PROBLEM SET –
#1 Do these statements agree with the text on What Oh Tonight: (a) the story takes place in a Melbourne beauty parlour, (b) Bill Sadler is said to have suggested the name Mo, and (c) the Italian Woman is a patient in version 2? Answer yes or no for each, and quote the text's deciding words exactly.
#2 Reproduce the stretch of the text on What Oh Tonight from "The story is" through "as medical men." word for word.

PAGE EXTRACT –
....................
The story is set in a beauty parlour in the inner-city area of Sydney. Stiffy and Mo become the new owners of the parlour and attempt to pass themselves off as medical men.
The principle characters are Stiffy (a rabbit seller), Mo (aka Sol, Stiffy's mate: see note below), Harry Summer (a doctor and owner of the beauty parlour), Helen Summer (his wife), Uncle (Helen's rich uncle), Mary O'Shea (beauty parlour employee), Mrs De'Vere (Helen's housekeeper and 1st Assistant Beautifier), Italian Woman (a patient in version 1), Bill Bender (a patient in version 2).
The songs known to have been incorporated into the revusical, as it was originally conceived, were 'The Opening Chorus', 'Lady's Band', 'Antonio', 'Skylark Love', 'Men, Men, Men', and 'Here's to Love' (also reprised as the finale).
It is possible that What Oh Tonight later became Manicure, Sir? (aka The Beauty Parlour). In addition to Stiffy and Mo, both these revusicals include characters called Helen, Uncle, Mrs De'Vere, and Mary. No production called What Oh Tonight has been identifed after 1916, further suggesting that Phillips changed the title (and possibly some of the storyline).
Although Nat Phillips had been presenting his Stiffy character on stage for some years prior to the staging of What Oh Tonight, this particular one-act musical comedy marked the first occasion on which he and Roy Rene teamed up as a comic duo.
It is interesting to note, however, that while the on-stage partnership came to be known as Stiffy and Mo, the part of Mo Lazarus was originally written into the revusical as Sol McPherson, an Irish/Hebrew character (see Nat Phillips Collection manuscript). According to popular legend, Mo was decided upon by Roy Rene shortly before the company made its debut at the Princess Theatre in July 1916. The name is said to have been suggested by Bill Sadler, the theatre's well-known stage manager.
....................
MATERIAL SHOWN –
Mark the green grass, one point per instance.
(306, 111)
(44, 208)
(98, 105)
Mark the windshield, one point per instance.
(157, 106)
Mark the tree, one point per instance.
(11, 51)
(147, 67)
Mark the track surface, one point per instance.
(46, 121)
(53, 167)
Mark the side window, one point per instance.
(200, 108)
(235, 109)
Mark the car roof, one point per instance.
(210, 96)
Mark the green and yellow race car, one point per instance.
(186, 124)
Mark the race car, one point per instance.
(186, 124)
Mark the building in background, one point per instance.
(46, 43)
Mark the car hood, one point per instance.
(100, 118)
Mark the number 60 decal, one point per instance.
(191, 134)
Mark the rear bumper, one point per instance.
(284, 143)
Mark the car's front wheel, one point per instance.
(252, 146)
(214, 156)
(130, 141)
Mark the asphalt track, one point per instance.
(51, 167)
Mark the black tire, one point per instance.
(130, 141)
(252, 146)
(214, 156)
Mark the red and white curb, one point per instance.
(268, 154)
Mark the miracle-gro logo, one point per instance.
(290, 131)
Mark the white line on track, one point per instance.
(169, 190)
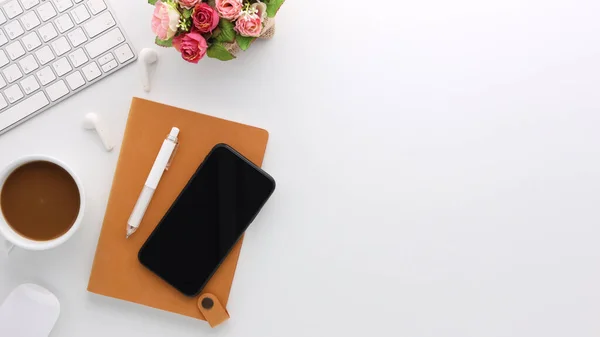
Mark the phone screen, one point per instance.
(207, 219)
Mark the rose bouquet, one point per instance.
(215, 28)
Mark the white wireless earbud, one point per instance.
(147, 57)
(92, 122)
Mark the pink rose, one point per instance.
(165, 20)
(192, 46)
(229, 9)
(249, 25)
(188, 3)
(205, 18)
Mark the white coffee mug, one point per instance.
(11, 237)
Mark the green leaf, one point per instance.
(218, 51)
(226, 33)
(244, 42)
(273, 7)
(164, 43)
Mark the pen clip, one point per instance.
(172, 156)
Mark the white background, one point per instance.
(438, 170)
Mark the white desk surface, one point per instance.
(438, 170)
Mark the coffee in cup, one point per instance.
(40, 200)
(41, 203)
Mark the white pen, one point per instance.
(161, 164)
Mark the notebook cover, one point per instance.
(116, 271)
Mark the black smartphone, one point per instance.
(209, 216)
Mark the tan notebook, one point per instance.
(116, 271)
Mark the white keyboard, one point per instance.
(52, 49)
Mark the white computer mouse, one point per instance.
(29, 311)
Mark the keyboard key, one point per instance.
(15, 50)
(91, 71)
(64, 23)
(63, 5)
(57, 90)
(61, 66)
(3, 38)
(48, 32)
(29, 85)
(96, 6)
(80, 14)
(14, 29)
(99, 24)
(3, 59)
(75, 80)
(12, 9)
(124, 53)
(30, 20)
(31, 41)
(104, 43)
(61, 46)
(77, 37)
(28, 64)
(24, 109)
(44, 55)
(12, 73)
(105, 59)
(46, 11)
(45, 76)
(78, 58)
(28, 4)
(110, 66)
(13, 93)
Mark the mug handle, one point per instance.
(5, 246)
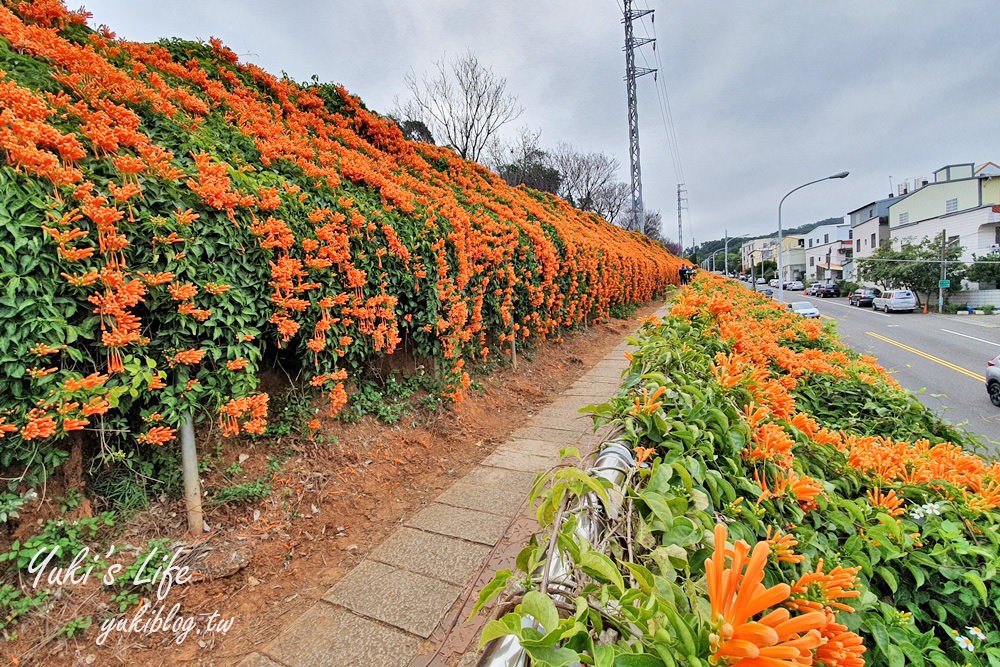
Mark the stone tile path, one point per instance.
(407, 603)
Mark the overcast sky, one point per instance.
(765, 95)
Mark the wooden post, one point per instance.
(513, 348)
(192, 485)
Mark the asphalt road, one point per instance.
(940, 358)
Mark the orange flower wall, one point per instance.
(190, 212)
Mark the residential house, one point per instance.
(963, 201)
(827, 249)
(870, 227)
(755, 251)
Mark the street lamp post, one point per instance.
(726, 258)
(712, 259)
(781, 275)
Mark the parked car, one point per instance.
(804, 308)
(993, 380)
(895, 301)
(828, 289)
(862, 297)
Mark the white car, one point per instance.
(804, 308)
(895, 300)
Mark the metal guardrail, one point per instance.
(614, 462)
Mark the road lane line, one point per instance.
(848, 306)
(988, 342)
(929, 357)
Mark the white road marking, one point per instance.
(844, 305)
(988, 342)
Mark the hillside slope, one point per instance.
(170, 216)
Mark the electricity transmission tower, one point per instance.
(631, 74)
(680, 205)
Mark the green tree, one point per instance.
(985, 270)
(767, 269)
(915, 266)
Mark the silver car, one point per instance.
(895, 300)
(804, 308)
(993, 380)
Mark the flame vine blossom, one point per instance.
(374, 243)
(737, 594)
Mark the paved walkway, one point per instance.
(407, 603)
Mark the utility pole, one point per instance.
(631, 74)
(944, 273)
(680, 205)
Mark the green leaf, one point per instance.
(978, 584)
(889, 577)
(638, 660)
(643, 577)
(603, 568)
(895, 655)
(541, 608)
(508, 625)
(491, 590)
(604, 656)
(552, 657)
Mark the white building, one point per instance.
(963, 201)
(827, 249)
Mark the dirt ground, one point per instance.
(330, 504)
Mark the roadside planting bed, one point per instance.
(793, 506)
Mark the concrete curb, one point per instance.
(407, 603)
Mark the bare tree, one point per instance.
(589, 181)
(611, 201)
(463, 103)
(523, 162)
(652, 225)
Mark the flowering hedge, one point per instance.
(795, 506)
(167, 214)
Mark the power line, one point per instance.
(631, 74)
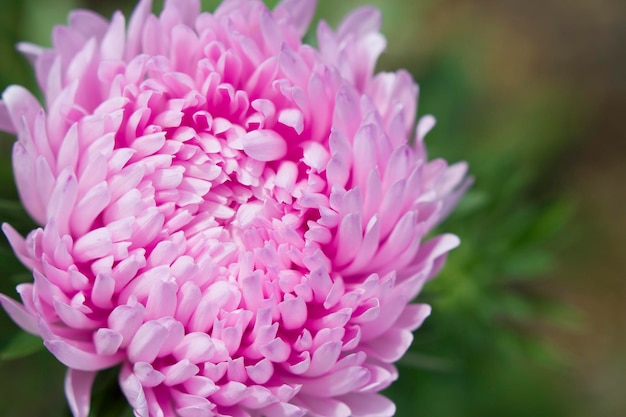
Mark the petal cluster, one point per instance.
(235, 217)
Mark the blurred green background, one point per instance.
(529, 316)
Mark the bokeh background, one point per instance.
(529, 313)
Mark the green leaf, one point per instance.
(21, 345)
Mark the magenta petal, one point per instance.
(264, 145)
(147, 342)
(78, 391)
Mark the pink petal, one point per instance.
(76, 358)
(264, 145)
(20, 315)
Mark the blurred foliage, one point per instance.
(480, 353)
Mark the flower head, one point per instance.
(234, 216)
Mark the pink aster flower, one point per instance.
(235, 217)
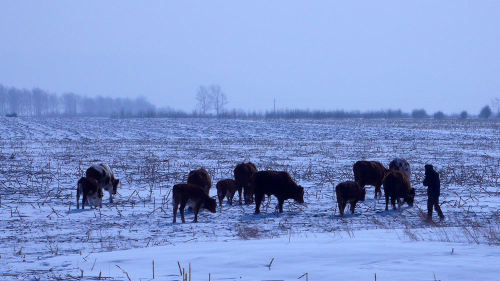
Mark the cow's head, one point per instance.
(211, 205)
(428, 168)
(248, 194)
(299, 196)
(411, 197)
(115, 185)
(362, 194)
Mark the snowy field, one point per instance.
(44, 237)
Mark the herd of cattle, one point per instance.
(255, 184)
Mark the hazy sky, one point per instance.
(365, 55)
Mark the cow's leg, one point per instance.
(341, 204)
(220, 195)
(196, 209)
(281, 201)
(378, 190)
(230, 195)
(183, 205)
(78, 198)
(239, 193)
(386, 202)
(84, 199)
(353, 206)
(438, 209)
(175, 206)
(258, 202)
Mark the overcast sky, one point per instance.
(365, 55)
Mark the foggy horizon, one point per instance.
(317, 56)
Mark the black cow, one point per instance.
(201, 178)
(104, 175)
(349, 191)
(243, 173)
(226, 188)
(369, 173)
(91, 191)
(397, 186)
(191, 194)
(279, 184)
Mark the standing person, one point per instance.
(433, 191)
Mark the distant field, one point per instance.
(42, 159)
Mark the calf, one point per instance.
....................
OUTPUTS IN ORDER –
#1
(a) No: "The story is set in a beauty parlour in the inner-city area of Sydney."
(b) Yes: "The name is said to have been suggested by Bill Sadler, the theatre's well-known stage manager."
(c) No: "Italian Woman (a patient in version 1)"

#2
The story is set in a beauty parlour in the inner-city area of Sydney. Stiffy and Mo become the new owners of the parlour and attempt to pass themselves off as medical men.